→ **What you have to do**
Reproduce every line of the records below without changing anything.

═════ Working data

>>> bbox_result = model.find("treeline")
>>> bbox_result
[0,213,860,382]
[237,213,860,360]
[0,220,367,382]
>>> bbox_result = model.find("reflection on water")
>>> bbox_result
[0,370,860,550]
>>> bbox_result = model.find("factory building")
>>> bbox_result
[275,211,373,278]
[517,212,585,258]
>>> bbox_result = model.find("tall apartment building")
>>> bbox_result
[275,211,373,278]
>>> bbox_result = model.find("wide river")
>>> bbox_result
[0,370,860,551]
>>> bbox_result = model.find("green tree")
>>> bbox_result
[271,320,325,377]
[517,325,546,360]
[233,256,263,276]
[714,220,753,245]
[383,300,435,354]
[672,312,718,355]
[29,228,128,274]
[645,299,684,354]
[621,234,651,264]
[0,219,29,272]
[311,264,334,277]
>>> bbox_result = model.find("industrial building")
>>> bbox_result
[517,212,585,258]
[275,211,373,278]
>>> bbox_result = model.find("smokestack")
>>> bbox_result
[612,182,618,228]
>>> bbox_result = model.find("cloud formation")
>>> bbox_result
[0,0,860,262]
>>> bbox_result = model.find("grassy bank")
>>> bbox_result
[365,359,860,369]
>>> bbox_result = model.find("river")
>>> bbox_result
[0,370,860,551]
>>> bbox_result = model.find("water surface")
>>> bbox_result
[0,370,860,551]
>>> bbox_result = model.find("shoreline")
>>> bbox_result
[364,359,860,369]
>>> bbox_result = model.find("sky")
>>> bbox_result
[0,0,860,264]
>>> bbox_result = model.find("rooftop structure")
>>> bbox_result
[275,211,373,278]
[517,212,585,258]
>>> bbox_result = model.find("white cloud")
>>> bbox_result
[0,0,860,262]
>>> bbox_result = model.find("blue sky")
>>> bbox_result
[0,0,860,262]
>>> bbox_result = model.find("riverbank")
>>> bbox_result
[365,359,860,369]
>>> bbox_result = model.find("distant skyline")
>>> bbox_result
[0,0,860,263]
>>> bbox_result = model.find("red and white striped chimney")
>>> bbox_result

══════════

→ **Answer to this problem**
>>> bbox_result = model.find("treeline")
>>> bbox_result
[0,213,860,382]
[237,213,860,360]
[0,220,367,382]
>>> bbox_result = model.find("reflection on water")
>>> bbox_result
[0,370,860,550]
>>> bbox_result = model.find("factory building")
>>> bbox_result
[275,211,373,278]
[517,212,585,258]
>>> bbox_result = model.find("tall apartment building")
>>> bbox_result
[275,211,373,278]
>>> bbox_result = model.find("wide river")
>>> bbox_result
[0,370,860,551]
>>> bbox_result = model.find("green tree")
>>> bbox_result
[271,320,325,377]
[517,325,546,360]
[233,256,263,276]
[714,220,753,245]
[383,300,435,354]
[672,312,718,355]
[29,228,128,274]
[645,299,684,354]
[621,234,651,264]
[0,219,29,272]
[311,264,334,277]
>>> bbox_result = model.find("industrial building")
>>> bbox_result
[517,212,585,258]
[275,211,373,278]
>>> bbox_result = model.find("smokestack")
>>> bbox_result
[612,182,618,228]
>>> bbox_result = model.find("cloud formation")
>>> bbox_result
[0,0,860,262]
>>> bbox_result = model.find("grassy bank")
>>> bbox_result
[365,359,860,369]
>>> bbox_result = model.find("river")
>>> bbox_result
[0,370,860,551]
>>> bbox_result = model.find("water surface")
>>> bbox_result
[0,370,860,551]
>>> bbox_result = model.find("shoreline")
>>> bbox_result
[364,359,860,369]
>>> bbox_result = model.find("sky")
>>> bbox_result
[0,0,860,264]
>>> bbox_result = model.find("rooftop structure")
>>> bbox_result
[275,211,373,278]
[517,212,585,258]
>>> bbox_result = model.find("white cloud")
>>> bbox_result
[0,0,860,262]
>>> bbox_result = model.find("blue sky")
>>> bbox_result
[0,0,860,262]
>>> bbox_result = model.find("riverbank")
>>> bbox_result
[365,359,860,369]
>>> bbox_result = model.find("distant skyline")
>>> bbox_result
[0,0,860,263]
>>> bbox_result = model.find("red and white striped chimney")
>>> bbox_result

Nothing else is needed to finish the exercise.